Given data:

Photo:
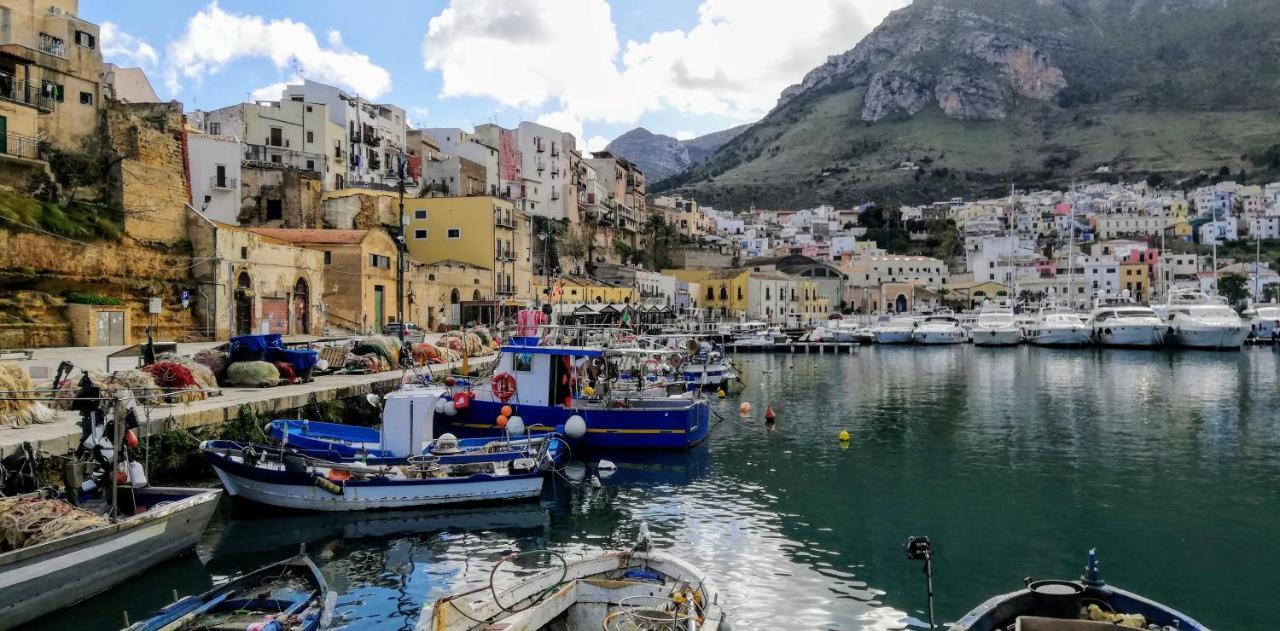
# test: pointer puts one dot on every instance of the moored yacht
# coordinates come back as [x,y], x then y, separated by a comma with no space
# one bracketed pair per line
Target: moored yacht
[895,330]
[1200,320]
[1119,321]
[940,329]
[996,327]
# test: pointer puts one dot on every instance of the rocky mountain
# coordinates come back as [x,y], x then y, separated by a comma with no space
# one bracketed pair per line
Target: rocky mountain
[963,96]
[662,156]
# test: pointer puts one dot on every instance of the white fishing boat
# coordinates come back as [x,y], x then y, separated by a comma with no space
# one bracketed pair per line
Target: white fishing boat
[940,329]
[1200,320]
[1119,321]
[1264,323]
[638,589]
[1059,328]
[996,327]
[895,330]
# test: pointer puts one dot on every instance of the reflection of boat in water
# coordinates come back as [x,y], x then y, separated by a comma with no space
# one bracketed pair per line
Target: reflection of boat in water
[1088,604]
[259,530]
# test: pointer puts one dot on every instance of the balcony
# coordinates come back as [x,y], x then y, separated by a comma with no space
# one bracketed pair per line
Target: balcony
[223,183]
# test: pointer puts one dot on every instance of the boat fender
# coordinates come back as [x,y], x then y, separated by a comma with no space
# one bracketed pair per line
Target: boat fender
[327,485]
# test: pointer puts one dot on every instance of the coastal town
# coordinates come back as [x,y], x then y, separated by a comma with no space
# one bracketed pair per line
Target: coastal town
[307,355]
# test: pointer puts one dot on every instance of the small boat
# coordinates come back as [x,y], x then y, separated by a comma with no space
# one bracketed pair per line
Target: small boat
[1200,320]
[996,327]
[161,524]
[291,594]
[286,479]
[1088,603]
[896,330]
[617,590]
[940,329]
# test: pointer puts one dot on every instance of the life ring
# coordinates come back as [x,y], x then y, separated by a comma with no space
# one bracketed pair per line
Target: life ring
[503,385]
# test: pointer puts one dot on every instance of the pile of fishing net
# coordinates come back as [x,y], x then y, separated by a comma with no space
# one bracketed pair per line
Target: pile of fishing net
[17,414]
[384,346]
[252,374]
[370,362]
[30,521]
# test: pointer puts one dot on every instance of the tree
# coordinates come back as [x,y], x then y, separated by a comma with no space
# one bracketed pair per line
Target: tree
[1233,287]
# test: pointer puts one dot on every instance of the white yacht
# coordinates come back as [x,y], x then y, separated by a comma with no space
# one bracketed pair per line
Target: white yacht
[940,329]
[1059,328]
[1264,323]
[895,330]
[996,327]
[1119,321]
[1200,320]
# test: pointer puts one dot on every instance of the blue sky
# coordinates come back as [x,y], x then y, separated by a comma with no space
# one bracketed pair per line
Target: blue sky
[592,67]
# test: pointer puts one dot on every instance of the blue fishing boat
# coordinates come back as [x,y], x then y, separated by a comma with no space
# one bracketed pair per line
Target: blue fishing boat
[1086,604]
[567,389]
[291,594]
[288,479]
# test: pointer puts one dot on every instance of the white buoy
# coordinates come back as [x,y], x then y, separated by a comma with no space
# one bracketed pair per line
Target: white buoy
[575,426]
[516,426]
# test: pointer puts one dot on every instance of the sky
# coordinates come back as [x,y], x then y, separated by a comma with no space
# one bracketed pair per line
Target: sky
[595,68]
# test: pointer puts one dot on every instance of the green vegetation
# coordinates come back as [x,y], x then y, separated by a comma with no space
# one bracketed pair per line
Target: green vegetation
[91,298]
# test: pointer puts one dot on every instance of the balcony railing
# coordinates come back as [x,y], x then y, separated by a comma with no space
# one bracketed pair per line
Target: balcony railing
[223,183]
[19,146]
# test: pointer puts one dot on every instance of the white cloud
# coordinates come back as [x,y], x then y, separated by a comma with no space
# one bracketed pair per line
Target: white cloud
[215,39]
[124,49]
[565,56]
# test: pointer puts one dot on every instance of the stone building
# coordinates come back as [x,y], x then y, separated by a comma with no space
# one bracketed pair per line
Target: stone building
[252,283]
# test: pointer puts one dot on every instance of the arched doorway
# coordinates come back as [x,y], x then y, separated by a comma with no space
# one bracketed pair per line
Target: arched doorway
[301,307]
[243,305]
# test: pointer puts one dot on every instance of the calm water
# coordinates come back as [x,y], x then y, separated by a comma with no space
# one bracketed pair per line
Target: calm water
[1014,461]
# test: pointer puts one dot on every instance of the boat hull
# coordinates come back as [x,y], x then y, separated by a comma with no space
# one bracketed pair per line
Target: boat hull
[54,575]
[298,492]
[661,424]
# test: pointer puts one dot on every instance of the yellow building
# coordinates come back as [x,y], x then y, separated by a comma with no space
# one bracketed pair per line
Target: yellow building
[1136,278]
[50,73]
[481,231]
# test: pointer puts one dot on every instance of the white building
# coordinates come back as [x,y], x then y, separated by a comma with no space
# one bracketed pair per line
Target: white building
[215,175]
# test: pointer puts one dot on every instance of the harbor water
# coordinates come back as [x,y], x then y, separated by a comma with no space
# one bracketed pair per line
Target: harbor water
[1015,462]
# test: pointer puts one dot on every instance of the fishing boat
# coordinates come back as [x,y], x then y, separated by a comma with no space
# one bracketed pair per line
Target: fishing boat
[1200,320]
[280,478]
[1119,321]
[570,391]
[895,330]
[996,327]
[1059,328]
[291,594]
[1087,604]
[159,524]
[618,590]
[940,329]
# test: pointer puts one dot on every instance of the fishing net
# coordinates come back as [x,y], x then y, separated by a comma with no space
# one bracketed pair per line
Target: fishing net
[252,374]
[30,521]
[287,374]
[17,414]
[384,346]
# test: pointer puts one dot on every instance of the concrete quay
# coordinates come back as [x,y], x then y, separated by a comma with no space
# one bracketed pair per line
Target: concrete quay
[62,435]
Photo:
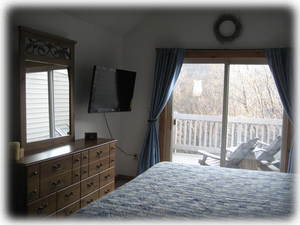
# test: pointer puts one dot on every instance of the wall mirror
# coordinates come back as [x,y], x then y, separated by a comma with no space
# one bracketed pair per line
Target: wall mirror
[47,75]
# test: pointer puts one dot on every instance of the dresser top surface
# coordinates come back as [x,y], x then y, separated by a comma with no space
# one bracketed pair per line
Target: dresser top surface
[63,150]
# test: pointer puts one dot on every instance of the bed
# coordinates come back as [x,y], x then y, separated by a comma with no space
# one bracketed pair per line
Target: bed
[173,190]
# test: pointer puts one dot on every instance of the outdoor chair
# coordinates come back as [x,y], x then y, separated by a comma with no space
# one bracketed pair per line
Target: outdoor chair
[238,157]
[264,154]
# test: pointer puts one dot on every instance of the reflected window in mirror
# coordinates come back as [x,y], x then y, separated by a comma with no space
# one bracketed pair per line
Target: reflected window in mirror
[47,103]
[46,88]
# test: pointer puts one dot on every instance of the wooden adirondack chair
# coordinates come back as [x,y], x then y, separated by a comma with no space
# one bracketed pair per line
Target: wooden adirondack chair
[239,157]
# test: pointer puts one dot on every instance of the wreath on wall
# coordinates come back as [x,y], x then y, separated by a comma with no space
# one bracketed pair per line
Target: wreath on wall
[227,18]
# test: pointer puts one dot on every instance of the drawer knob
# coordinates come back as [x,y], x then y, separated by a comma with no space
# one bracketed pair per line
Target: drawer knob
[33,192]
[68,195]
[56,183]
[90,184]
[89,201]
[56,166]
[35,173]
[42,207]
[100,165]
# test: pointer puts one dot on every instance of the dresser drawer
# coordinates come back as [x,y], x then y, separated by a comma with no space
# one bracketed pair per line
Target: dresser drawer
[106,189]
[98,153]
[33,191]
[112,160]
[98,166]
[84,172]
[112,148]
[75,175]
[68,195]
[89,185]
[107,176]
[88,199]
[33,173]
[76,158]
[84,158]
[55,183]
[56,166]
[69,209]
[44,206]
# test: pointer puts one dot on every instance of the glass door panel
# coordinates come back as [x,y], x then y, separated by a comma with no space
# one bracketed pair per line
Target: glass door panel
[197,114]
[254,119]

Work to be completed:
Starting at the line that contains "the drawer knob", retype each line through the end of the listing above and nothing else.

The output:
# test: pointer puts one dot on every instance of the drawer knob
# coordinates come back as [x,y], x then y, separated by a comma with no space
# one bracketed pair per line
Target: drawer knob
[33,192]
[68,195]
[56,183]
[90,184]
[89,201]
[56,166]
[35,173]
[42,207]
[100,165]
# test: pointer puts one dot on every instance of the dresser drawer
# coordinates come back as [x,y], x then y, separated by a comma with no space
# one bracketed pair per line
Target: dresser drawer
[106,189]
[98,153]
[33,191]
[112,160]
[98,166]
[84,172]
[112,148]
[75,175]
[68,195]
[89,185]
[107,176]
[88,199]
[33,173]
[76,158]
[84,158]
[55,183]
[56,166]
[69,209]
[44,206]
# test: pointer puts one dot on every instance of the glass door panel
# coordinates come back as [x,y], x then y, separated by a comma with no space
# one bracketed pair per line
Target: glass door panel
[197,114]
[254,119]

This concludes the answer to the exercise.